Documents in NCLOB format are also stored in the AL16UTF16 character set regardless of the database character set or national character set. The storage space requirement is the same as for CLOB data. Document contents are converted to UTF-16 when they are inserted into a NCLOB column. If you want to store multilingual documents in a non-Unicode database, then choose NCLOB. However, content search on NCLOB with Oracle Text is not supported.

Documents in BLOB format are stored as they are. No data conversion occurs during insertion and retrieval. However, SQL string manipulation functions (such as LENGTH or SUBSTR) and collation functions (such as NLS_SORT and ORDER BY) cannot be applied to the BLOB data type.

The following table lists the advantages and disadvantages of the CLOBNCLOB, and BLOB data types when storing documents:

Table 6-3 Comparison of LOB Data Types for Document Storage

Data Types

Advantages

Disadvantages

CLOB

Content search support with Oracle Text

String manipulation support

Depends on database character set

Data conversion is necessary for insertion

Cannot store binary documents

NCLOB

Independent of database character set

String manipulation support

No content search support

Data conversion is necessary for insertion

Cannot store binary documents

BLOB

Independent of database character set

Content search support

No data conversion, data stored as is

Can store binary documents such as Microsoft Word or Microsoft Excel

No string manipulation support

Creating Indexes for Searching Multilingual Document Contents

Oracle Text enables you to build indexes for content search on multilingual documents stored in CLOB format and BLOB format. It uses a language-specific lexer to parse the CLOB or BLOB data and produces a list of searchable keywords.

Create a multilexer to search multilingual documents. The multilexer chooses a language-specific lexer for each row, based on a language column. This section describes the high level steps to create indexes for documents in multiple languages. It contains the following topics:

  1. Creating Multilexers

The first step in creating the multilexer is the creation of language-specific lexer preferences for each language supported. The following example creates English, German, and Japanese lexers with PL/SQL procedures:

ctx_ddl.create_preference('english_lexer', 'basic_lexer');

ctx_ddl.set_attribute('english_lexer','index_themes','yes');

ctx_ddl.create_preference('german_lexer', 'basic_lexer');

ctx_ddl.set_attribute('german_lexer','composite','german');

ctx_ddl.set_attribute('german_lexer','alternate_spelling','german');

ctx_ddl.set_attribute('german_lexer','mixed_case','yes');

ctx_ddl.create_preference('japanese_lexer', 'JAPANESE_VGRAM_LEXER');

After the language-specific lexer preferences are created, they need to be gathered together under a single multilexer preference. First, create the multilexer preference, using the MULTI_LEXER object:

ctx_ddl.create_preference('global_lexer','multi_lexer');

Now add the language-specific lexers to the multilexer preference using the add_sub_lexer call:

ctx_ddl.add_sub_lexer('global_lexer', 'german', 'german_lexer');

ctx_ddl.add_sub_lexer('global_lexer', 'japanese', 'japanese_lexer');

ctx_ddl.add_sub_lexer('global_lexer', 'default','english_lexer');

This nominates the german_lexer preference to handle German documents, the japanese_lexer preference to handle Japanese documents, and the english_lexer preference to handle everything else, using DEFAULT as the language.

→ **WHAT IS BEING ASKED**: In the text on storing documents, which character set are NCLOB documents stored in?

→ **ENTRIES SUPPLIED**:
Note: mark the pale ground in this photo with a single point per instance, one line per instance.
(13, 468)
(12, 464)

...

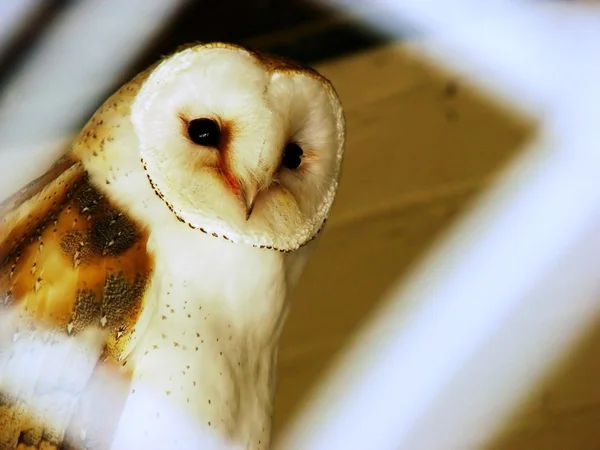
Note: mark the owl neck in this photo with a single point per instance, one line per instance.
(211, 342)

→ **RESULT OF THE TASK**: AL16UTF16